→ Stored data

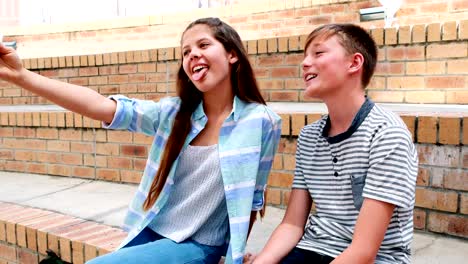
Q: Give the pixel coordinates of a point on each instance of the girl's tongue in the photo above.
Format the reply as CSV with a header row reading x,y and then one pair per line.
x,y
198,75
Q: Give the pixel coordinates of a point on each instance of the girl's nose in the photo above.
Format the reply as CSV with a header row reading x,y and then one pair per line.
x,y
307,62
195,53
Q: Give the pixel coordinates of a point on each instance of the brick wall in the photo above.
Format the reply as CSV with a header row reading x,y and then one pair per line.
x,y
265,19
66,144
418,64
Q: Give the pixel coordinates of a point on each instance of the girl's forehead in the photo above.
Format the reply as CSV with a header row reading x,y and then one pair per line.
x,y
196,32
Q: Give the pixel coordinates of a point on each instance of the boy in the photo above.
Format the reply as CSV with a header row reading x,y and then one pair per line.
x,y
358,164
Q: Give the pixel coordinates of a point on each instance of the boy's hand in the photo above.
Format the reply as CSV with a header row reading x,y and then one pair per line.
x,y
10,63
249,258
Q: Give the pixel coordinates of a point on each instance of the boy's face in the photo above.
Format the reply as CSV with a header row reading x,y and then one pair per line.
x,y
325,67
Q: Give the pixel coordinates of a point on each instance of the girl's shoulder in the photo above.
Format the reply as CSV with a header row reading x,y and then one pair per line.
x,y
263,110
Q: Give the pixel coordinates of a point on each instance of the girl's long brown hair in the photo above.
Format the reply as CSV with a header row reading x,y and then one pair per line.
x,y
244,86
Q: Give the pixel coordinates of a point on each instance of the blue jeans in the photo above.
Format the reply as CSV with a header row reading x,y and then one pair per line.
x,y
150,247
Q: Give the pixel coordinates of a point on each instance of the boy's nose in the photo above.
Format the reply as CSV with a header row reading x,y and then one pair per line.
x,y
307,62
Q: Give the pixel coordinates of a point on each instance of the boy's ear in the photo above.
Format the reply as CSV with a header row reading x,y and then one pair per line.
x,y
232,57
356,62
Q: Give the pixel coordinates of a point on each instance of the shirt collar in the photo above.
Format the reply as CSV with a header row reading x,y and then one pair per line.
x,y
237,108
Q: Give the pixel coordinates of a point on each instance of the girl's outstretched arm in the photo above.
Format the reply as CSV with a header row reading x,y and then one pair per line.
x,y
75,98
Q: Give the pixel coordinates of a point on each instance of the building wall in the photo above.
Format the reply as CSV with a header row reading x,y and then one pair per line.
x,y
419,64
9,13
265,19
66,144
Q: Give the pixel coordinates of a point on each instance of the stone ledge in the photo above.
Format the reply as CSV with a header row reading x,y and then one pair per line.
x,y
28,232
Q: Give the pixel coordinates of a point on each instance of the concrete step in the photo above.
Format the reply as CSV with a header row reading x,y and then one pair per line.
x,y
106,203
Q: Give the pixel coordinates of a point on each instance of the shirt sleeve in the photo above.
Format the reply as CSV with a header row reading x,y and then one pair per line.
x,y
271,133
393,168
141,116
299,181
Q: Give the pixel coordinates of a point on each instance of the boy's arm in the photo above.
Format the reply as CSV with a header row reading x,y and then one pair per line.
x,y
75,98
289,232
369,232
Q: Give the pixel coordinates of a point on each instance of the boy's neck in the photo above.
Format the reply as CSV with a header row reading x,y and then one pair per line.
x,y
342,109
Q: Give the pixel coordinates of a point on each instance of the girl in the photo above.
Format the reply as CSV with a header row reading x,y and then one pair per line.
x,y
212,151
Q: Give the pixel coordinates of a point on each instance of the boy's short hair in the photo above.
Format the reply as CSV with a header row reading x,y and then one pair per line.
x,y
354,39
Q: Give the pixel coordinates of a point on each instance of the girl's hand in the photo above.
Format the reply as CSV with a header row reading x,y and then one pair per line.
x,y
10,64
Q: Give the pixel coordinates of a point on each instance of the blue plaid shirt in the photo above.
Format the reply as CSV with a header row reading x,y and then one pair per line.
x,y
247,144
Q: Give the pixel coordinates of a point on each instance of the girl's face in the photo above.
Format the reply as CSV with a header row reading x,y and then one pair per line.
x,y
205,61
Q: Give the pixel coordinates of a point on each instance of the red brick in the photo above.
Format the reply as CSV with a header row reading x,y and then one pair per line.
x,y
419,219
7,252
132,150
448,224
427,129
439,200
449,131
456,180
27,257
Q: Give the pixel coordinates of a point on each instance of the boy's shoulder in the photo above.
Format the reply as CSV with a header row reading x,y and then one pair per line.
x,y
315,128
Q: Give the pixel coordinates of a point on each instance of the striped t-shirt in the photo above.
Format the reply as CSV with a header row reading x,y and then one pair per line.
x,y
376,155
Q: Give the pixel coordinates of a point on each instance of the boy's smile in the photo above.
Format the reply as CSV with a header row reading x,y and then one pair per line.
x,y
324,67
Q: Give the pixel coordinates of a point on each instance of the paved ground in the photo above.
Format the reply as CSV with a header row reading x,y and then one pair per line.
x,y
106,202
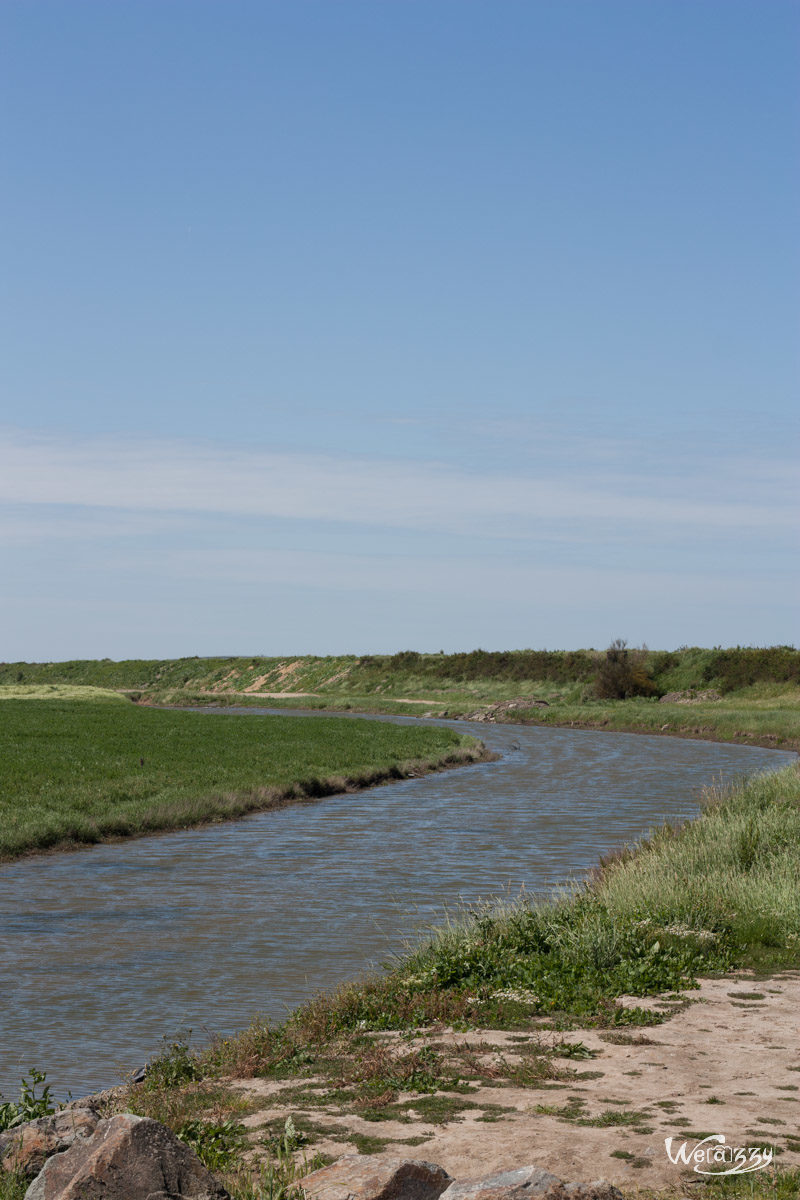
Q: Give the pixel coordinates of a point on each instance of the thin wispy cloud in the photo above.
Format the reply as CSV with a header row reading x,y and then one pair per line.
x,y
156,475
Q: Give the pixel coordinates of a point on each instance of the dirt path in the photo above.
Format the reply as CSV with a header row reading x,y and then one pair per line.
x,y
726,1062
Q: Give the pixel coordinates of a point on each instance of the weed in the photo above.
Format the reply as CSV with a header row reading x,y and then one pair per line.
x,y
217,1144
29,1107
573,1050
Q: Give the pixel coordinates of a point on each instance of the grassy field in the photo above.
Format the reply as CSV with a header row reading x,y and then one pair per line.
x,y
715,894
79,771
749,695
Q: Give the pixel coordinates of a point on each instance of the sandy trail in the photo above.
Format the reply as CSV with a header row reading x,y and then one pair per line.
x,y
728,1062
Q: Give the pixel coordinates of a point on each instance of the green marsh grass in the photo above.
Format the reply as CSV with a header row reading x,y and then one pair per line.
x,y
76,772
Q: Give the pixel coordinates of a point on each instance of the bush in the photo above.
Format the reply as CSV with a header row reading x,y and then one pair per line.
x,y
624,673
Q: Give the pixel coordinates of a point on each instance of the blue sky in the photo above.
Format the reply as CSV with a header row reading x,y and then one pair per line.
x,y
354,327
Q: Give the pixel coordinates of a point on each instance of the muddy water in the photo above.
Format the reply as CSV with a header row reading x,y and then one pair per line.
x,y
106,951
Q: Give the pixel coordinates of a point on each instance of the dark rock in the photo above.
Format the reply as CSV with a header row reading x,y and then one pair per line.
x,y
126,1158
529,1183
377,1177
25,1147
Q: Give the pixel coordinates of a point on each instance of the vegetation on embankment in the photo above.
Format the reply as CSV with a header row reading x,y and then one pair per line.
x,y
740,694
77,772
717,893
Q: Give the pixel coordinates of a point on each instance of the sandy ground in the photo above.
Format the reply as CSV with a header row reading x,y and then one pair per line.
x,y
728,1062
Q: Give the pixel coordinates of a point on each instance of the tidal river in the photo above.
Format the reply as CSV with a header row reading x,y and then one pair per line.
x,y
107,951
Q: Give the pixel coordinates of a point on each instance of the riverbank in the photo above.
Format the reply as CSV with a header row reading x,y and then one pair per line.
x,y
743,695
534,1031
79,772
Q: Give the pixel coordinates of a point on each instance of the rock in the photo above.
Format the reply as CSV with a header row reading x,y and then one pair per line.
x,y
377,1177
529,1183
126,1158
25,1147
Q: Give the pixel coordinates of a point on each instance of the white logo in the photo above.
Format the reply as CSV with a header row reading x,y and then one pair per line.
x,y
714,1157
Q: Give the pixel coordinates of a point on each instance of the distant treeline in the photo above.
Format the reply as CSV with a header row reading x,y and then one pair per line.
x,y
653,672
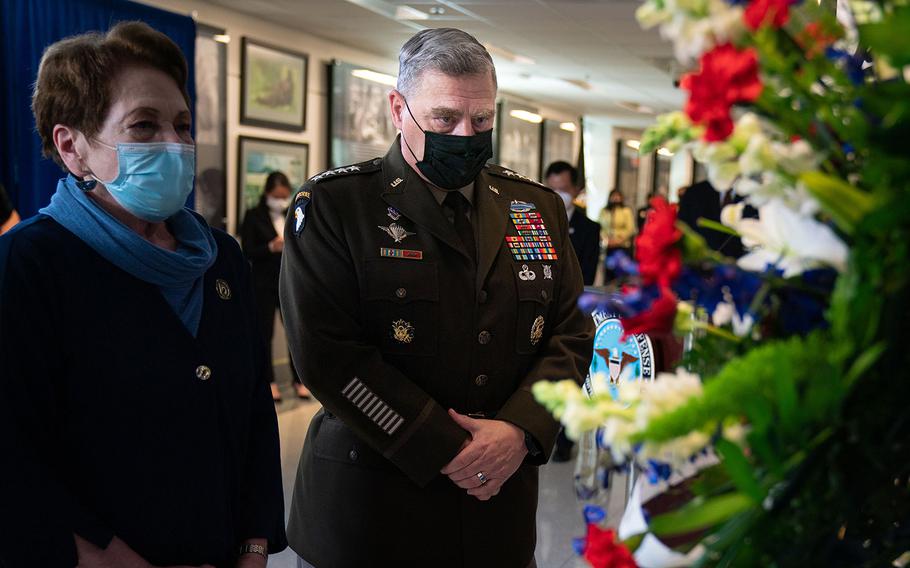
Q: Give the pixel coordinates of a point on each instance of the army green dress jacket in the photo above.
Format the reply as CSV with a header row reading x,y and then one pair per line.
x,y
390,324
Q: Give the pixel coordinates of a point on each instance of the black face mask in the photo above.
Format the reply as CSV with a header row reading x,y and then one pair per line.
x,y
452,162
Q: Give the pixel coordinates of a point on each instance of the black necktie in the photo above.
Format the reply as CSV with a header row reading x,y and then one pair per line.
x,y
460,206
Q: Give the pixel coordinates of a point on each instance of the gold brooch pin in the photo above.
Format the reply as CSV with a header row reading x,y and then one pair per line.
x,y
402,331
537,330
224,291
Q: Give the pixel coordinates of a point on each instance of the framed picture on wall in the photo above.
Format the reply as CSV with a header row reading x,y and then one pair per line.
x,y
272,86
257,158
519,139
558,143
360,127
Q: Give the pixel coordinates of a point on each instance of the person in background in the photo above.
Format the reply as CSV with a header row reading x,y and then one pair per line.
x,y
136,427
562,178
8,215
646,208
262,237
618,227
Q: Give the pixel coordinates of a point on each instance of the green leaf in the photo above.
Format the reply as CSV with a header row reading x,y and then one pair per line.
x,y
846,204
715,226
889,37
701,514
864,361
739,469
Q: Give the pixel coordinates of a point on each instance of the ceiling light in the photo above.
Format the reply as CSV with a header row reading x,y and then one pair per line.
x,y
580,84
375,77
509,55
635,107
526,116
405,12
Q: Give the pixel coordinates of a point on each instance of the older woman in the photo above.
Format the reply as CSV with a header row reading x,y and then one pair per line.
x,y
136,425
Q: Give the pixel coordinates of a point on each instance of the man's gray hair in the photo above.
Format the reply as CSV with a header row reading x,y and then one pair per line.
x,y
447,50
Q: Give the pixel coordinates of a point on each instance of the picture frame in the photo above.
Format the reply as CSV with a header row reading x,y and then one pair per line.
x,y
519,141
257,158
556,144
360,127
210,192
273,86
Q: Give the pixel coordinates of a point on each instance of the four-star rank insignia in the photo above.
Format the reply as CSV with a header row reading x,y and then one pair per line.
x,y
301,201
402,331
397,232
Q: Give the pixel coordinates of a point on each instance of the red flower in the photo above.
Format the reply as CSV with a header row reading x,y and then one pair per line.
x,y
815,39
727,76
761,12
655,320
602,550
659,259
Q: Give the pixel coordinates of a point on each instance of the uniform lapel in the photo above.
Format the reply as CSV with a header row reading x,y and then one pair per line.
x,y
405,191
493,220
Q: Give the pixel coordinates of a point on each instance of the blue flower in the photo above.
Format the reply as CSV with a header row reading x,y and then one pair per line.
x,y
622,264
852,63
658,471
580,544
594,514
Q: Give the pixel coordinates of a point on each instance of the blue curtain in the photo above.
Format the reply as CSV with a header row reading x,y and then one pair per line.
x,y
27,27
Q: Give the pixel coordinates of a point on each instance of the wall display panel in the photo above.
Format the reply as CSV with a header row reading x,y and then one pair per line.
x,y
257,158
273,86
211,126
660,181
360,127
699,172
558,144
628,162
519,140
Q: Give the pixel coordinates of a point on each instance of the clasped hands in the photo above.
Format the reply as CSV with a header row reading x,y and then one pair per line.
x,y
496,449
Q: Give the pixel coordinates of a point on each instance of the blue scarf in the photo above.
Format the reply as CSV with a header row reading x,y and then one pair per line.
x,y
178,274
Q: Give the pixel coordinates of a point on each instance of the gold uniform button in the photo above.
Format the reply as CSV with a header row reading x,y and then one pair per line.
x,y
203,373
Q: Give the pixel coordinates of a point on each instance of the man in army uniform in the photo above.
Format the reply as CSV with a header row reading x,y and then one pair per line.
x,y
424,293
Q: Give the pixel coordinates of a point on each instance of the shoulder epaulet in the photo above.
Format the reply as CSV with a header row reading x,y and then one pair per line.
x,y
361,168
513,175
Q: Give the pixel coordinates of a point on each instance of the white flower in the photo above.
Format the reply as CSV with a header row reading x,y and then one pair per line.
x,y
793,243
694,26
736,432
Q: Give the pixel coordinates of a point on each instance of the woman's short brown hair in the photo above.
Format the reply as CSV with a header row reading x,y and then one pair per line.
x,y
73,85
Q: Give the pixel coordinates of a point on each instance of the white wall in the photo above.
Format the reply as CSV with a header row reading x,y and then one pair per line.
x,y
320,53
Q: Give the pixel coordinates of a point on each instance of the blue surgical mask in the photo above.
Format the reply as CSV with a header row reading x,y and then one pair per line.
x,y
153,179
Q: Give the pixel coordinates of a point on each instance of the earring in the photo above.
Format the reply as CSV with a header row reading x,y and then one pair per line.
x,y
86,185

→ Goal
Express the lines from the one containing "earring in the photo above." through the end of the items as a JSON array of strings, one string per line, with blank lines omitted.

→ Written reply
[
  "Q: Give the pixel coordinates of a point on each instance of the earring in the photo above.",
  "Format the reply as CSV with a header row reading x,y and then one pair per line.",
  "x,y",
  "86,185"
]